# Given entries:
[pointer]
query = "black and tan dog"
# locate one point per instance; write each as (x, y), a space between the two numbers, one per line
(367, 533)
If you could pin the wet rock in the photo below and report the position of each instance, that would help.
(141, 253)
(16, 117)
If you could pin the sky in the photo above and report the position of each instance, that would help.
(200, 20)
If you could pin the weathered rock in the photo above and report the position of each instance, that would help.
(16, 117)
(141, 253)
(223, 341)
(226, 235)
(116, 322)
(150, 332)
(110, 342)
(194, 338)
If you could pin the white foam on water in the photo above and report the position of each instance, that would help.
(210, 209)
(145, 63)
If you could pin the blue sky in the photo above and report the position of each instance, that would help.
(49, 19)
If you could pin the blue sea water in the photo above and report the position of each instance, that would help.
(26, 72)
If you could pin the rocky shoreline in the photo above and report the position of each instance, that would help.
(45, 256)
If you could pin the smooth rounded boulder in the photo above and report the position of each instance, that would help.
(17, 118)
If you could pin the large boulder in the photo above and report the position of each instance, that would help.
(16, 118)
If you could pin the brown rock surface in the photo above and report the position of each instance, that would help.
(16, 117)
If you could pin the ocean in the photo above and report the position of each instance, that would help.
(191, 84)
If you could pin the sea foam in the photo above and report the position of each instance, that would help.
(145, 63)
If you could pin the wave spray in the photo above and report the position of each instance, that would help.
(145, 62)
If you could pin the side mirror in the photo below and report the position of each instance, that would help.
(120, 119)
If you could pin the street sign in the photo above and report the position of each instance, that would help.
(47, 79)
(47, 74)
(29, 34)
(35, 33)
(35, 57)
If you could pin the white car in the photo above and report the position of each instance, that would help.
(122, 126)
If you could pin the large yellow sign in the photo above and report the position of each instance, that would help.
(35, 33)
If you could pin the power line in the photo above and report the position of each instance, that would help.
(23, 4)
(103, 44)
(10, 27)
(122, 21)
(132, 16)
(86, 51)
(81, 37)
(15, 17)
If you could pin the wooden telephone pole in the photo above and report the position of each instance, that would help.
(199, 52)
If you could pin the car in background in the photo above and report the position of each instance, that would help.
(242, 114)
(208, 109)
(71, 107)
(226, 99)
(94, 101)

# Stated problem:
Lay out as a JSON list of strings, one string per line with blank lines omitted, the lines of the records from the one containing "If you could pin the white car" through the end of the records, both ends included.

# Full output:
[
  "If you could pin the white car in the photo above and report the position of each instance, that would help.",
  "(122, 126)",
  "If you could pin the large yellow sign in the photo above and report the position of each instance, that would help.",
  "(35, 33)",
  "If you could pin the power line in the photo above and report the position of each instance, that would help.",
  "(23, 4)",
  "(103, 44)",
  "(10, 27)",
  "(122, 21)",
  "(132, 16)",
  "(86, 51)",
  "(81, 37)",
  "(15, 17)",
  "If you could pin the wooden telephone pole in the photo above and report the position of each instance, that would help.",
  "(199, 52)",
  "If you could pin the car in background in the photo above and report the position of each instance, that would help.",
  "(242, 114)",
  "(208, 109)",
  "(71, 107)",
  "(226, 99)",
  "(94, 101)"
]